(RECORDS FOR THE EXERCISE)
++++

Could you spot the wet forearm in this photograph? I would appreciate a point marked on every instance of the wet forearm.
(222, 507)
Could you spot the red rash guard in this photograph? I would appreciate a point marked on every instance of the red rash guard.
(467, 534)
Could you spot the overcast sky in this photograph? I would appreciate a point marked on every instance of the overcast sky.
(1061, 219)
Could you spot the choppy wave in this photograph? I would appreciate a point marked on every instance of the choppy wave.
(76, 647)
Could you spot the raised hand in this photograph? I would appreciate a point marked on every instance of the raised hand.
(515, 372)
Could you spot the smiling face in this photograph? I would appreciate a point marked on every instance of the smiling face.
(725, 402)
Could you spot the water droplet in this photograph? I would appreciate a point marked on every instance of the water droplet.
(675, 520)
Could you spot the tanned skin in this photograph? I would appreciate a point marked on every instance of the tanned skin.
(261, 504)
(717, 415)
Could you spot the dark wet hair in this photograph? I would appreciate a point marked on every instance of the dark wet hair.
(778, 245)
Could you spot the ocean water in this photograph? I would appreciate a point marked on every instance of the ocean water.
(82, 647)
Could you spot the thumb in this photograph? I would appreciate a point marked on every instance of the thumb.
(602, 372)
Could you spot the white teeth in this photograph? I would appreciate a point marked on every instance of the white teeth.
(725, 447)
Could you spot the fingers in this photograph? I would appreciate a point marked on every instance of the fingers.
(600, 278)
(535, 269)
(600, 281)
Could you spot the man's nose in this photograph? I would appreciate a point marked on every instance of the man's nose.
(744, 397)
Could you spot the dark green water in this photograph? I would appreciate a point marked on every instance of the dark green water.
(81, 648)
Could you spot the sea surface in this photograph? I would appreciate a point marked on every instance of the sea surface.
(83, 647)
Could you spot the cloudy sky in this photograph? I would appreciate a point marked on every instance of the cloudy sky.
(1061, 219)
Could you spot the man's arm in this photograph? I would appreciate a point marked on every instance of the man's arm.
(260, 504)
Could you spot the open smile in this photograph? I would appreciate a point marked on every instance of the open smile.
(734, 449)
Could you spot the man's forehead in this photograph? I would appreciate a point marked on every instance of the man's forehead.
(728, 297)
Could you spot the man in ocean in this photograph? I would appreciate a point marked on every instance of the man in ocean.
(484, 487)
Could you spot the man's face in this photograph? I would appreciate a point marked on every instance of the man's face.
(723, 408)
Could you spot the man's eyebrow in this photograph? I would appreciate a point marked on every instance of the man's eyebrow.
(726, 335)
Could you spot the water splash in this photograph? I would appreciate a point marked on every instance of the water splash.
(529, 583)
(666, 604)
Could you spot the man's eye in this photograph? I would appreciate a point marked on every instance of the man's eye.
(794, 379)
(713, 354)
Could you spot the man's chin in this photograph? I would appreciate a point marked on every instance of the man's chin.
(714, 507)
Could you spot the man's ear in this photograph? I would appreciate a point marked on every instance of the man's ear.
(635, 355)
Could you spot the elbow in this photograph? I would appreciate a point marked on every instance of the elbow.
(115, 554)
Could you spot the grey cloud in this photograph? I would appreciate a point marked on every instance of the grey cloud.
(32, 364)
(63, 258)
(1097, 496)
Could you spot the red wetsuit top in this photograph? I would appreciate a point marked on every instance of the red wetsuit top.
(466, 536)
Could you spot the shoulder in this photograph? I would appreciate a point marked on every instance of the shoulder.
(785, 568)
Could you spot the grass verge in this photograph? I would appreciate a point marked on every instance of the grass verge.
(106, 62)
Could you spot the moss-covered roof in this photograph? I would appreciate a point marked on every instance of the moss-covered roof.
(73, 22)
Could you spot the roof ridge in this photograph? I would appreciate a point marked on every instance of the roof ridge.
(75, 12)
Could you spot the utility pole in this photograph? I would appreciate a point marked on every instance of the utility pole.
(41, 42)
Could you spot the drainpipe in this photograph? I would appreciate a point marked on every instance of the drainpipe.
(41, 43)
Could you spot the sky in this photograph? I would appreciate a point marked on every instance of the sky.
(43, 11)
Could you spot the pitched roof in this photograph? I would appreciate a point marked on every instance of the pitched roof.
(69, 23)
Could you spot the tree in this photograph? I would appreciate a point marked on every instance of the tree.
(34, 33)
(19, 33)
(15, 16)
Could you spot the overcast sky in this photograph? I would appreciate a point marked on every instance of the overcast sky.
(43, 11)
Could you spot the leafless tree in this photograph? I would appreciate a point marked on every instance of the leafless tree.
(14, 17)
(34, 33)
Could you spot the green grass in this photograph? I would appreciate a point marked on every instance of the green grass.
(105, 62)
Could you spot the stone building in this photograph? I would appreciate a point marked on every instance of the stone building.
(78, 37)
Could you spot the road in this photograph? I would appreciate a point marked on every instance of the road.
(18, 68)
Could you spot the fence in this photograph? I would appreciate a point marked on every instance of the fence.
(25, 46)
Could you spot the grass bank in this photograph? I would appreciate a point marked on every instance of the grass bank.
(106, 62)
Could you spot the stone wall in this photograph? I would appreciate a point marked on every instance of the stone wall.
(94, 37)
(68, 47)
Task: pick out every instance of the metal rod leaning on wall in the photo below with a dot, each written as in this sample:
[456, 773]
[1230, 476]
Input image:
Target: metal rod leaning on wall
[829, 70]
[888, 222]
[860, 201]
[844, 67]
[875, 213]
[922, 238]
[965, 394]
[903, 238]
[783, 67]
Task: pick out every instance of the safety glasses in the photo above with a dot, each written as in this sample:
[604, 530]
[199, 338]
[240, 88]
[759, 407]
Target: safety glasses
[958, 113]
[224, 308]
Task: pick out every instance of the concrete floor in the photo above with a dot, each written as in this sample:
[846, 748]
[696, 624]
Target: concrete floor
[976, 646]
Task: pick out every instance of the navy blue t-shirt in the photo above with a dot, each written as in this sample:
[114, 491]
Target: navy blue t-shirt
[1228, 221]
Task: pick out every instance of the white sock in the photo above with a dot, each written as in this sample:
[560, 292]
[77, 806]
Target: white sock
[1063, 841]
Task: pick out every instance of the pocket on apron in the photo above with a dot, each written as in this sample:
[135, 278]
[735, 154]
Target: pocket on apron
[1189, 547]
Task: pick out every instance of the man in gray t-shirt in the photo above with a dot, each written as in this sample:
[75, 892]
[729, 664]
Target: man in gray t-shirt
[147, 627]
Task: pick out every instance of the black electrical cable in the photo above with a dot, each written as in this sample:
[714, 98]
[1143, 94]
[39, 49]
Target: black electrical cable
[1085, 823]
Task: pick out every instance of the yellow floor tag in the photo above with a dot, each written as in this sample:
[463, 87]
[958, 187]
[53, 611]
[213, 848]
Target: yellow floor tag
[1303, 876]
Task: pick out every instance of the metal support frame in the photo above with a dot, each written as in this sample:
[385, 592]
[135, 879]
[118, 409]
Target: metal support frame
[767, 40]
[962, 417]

++++

(REQUIRED WORK) What you return should match the data character for character.

(EXERCISE RESULT)
Could you spot the wet forearm in this photograph? I would appreciate a point marked on every instance of the wet forearm.
(222, 507)
Could you spot the red rash guard in this photograph? I would appreciate a point marked on every instance of the red rash guard.
(467, 534)
Could you spot the overcast sky in this photograph? I would appreciate a point marked on every instance of the overcast sky.
(1061, 219)
Could you spot the choppy wave in this photograph? I would appreciate a point marked on every instance of the choppy wave.
(76, 647)
Could you spot the raised hand in this photograph? I would appreciate a point marked on every instance of the raised hand.
(515, 372)
Could you spot the smiling face in this photograph? I would appreciate a point marked on every instance of the smiling face.
(725, 402)
Could you spot the water droplet in this photograph? I would appreciate a point marked on every instance of the water droplet.
(675, 520)
Could you spot the tanned skin in this photograph? I would appreciate a point marked on every instance of the tanned skin.
(261, 504)
(717, 415)
Could you spot the dark wet hair in this photograph? I would appreciate a point marked on every instance of the dark wet hair.
(778, 245)
Could you spot the ocean water in this photograph? I would appreciate a point marked on every instance of the ocean water.
(82, 647)
Could you spot the thumb in this photograph? I would appreciate a point marked on every instance of the thumb.
(602, 372)
Could you spot the white teeth in this photograph? I would appreciate a point marked on every instance of the white teeth.
(725, 447)
Could you spot the fingers in this photograph? I would appreciate a point marked on every instance of the fingers.
(600, 278)
(535, 269)
(600, 281)
Could you spot the man's nose in this photograph? I would appreciate a point marked on every instance of the man's nose.
(744, 397)
Could you spot the dark green water in this photograph? I would appreciate a point marked on every instance of the dark green water.
(81, 648)
Could you spot the sea surface in this photograph? I would appreciate a point marked on every instance of the sea surface.
(83, 647)
Could you spot the cloudy sky in this photograph? I would appreciate a point marked on every instance of the cloudy sky.
(1061, 219)
Could you spot the man's arm in this photograph? I would appreciate a point marked on every instance of the man's arm.
(260, 504)
Could you spot the open smile in this photograph? I would appreciate a point marked on every instance of the open smile.
(734, 449)
Could you spot the man's forehead in this photograph? I would appreciate a point marked on every instance of the man's forehead.
(728, 297)
Could you spot the man in ocean in this photograph? I would appreciate a point marked on every instance of the man in ocean.
(484, 487)
Could you spot the man's face in this photograph? I would appreciate a point marked on every instance of the man's face.
(723, 408)
Could you spot the man's eyebrow in this photograph? I would appreciate a point marked on every instance of the man's eyebrow.
(726, 335)
Could you spot the water splash in this photograph? I would appreciate a point marked on every instance of the water splash.
(529, 583)
(666, 604)
Could you spot the man's eye in this photograph? I would appreciate a point marked on every instance of the man's eye.
(794, 379)
(713, 354)
Could you spot the man's chin in this photograph? I would appreciate a point marked on every instance of the man's chin.
(714, 507)
Could you spot the man's ear in this photograph? I would appreciate a point marked on every instance of the man's ear.
(635, 355)
Could you spot the elbow in this photograph? I would appreciate a point marked on every instance of the elbow.
(115, 554)
Could you spot the grey cloud in this photograph? I would appreciate a point marked on every instance of the grey cloud.
(32, 364)
(63, 258)
(1097, 496)
Could you spot the red wetsuit top in this photograph? I would appreciate a point marked on every instance of the red wetsuit top.
(466, 536)
Could you spot the shoulder in this photograph? I would appreciate a point marked on every instance of the shoulder.
(785, 568)
Could you spot the grass verge in this photograph? I would appreciate a point marked on every instance of the grass verge.
(106, 62)
Could you spot the moss-covered roof in this photograph? I would appreciate a point marked on every instance of the moss-covered roof.
(73, 22)
Could you spot the roof ridge in this photograph? I would appreciate a point marked on every instance of the roof ridge.
(75, 12)
Could you spot the utility pole in this photograph? I would appreciate a point marked on every instance of the utility pole.
(41, 42)
Could you spot the drainpipe in this photograph? I would appreciate a point marked on every instance of the drainpipe.
(41, 43)
Could you spot the sky in this photograph? I would appreciate a point marked on every instance of the sky.
(43, 11)
Could you spot the pitched roof in this photograph? I would appreciate a point marked on every instance of the pitched roof.
(69, 23)
Could you spot the tree in this photograph? I would appreciate a point marked on every instance of the tree.
(34, 33)
(19, 33)
(15, 16)
Could you spot the overcast sky in this photograph? I would appreciate a point marked on every instance of the overcast sky.
(43, 11)
Could you spot the leafless tree in this photograph? I would appreciate a point marked on every instance of the leafless tree.
(14, 17)
(34, 33)
Could you spot the green grass in this photograph? I would appreciate a point marked on every instance of the green grass.
(105, 62)
Could you spot the stone building in this photograph? I would appreciate a point marked on every instance of the stone building.
(78, 37)
Could you spot the road in this photograph? I would appreciate a point marked on every instance of the road.
(18, 68)
Could you spot the fence in this photograph? I would appreciate a point marked on every instance of the fence.
(25, 46)
Could you spot the grass bank in this photograph? I would appreciate a point marked on every instance of the grass bank.
(106, 62)
Could you spot the stone wall in this photograph? I would appreciate a point marked on every instance of the stone wall.
(94, 37)
(68, 47)
Task: pick out every instance of the metal rod leaning on wall in the photo below with a dot, each written as in this sample:
[456, 773]
[1230, 476]
Input image:
Target: metal rod leaning on wall
[829, 70]
[888, 222]
[860, 201]
[844, 67]
[875, 213]
[922, 238]
[965, 394]
[903, 238]
[783, 67]
Task: pick out every instance of the safety glasses in the photo above with a dot, each written as in this sample:
[604, 530]
[199, 338]
[240, 88]
[759, 407]
Target: safety glasses
[958, 113]
[224, 308]
Task: pick out every instance of the concrete floor in the photo above with a dot, each written as in this sample:
[846, 748]
[696, 624]
Target: concrete floor
[976, 646]
Task: pick out every instance of the navy blue t-shirt in the photo above with a dot, each written as in this sample:
[114, 491]
Target: navy blue t-shirt
[1228, 221]
Task: pick out every instance of the white sock in the photo above with a dot, each written as in this sample:
[560, 292]
[77, 806]
Target: white sock
[1063, 841]
Task: pick out every instance of the pocket on apron in the photo above with a dot, each written as in this sample:
[135, 278]
[735, 154]
Target: pocket on apron
[1189, 547]
Task: pick out every instance of the man in gray t-shirt in the photo above with a dot, each written as in this sample:
[75, 892]
[729, 664]
Target: man in gray t-shirt
[147, 627]
Task: pick out every instance of the black electrical cable in the photo above with a dot, each written as in this sample:
[714, 98]
[1143, 94]
[39, 49]
Target: black electrical cable
[1085, 823]
Task: pick out every instance of the yellow floor tag in the photo above with a dot, each written as in this sample:
[463, 87]
[958, 187]
[53, 611]
[213, 848]
Target: yellow floor tag
[1303, 876]
Task: pick out every instance of the metal support frame in the photo above with a dot, each written as in this sample:
[385, 592]
[135, 879]
[118, 409]
Target: metal support frame
[767, 40]
[962, 417]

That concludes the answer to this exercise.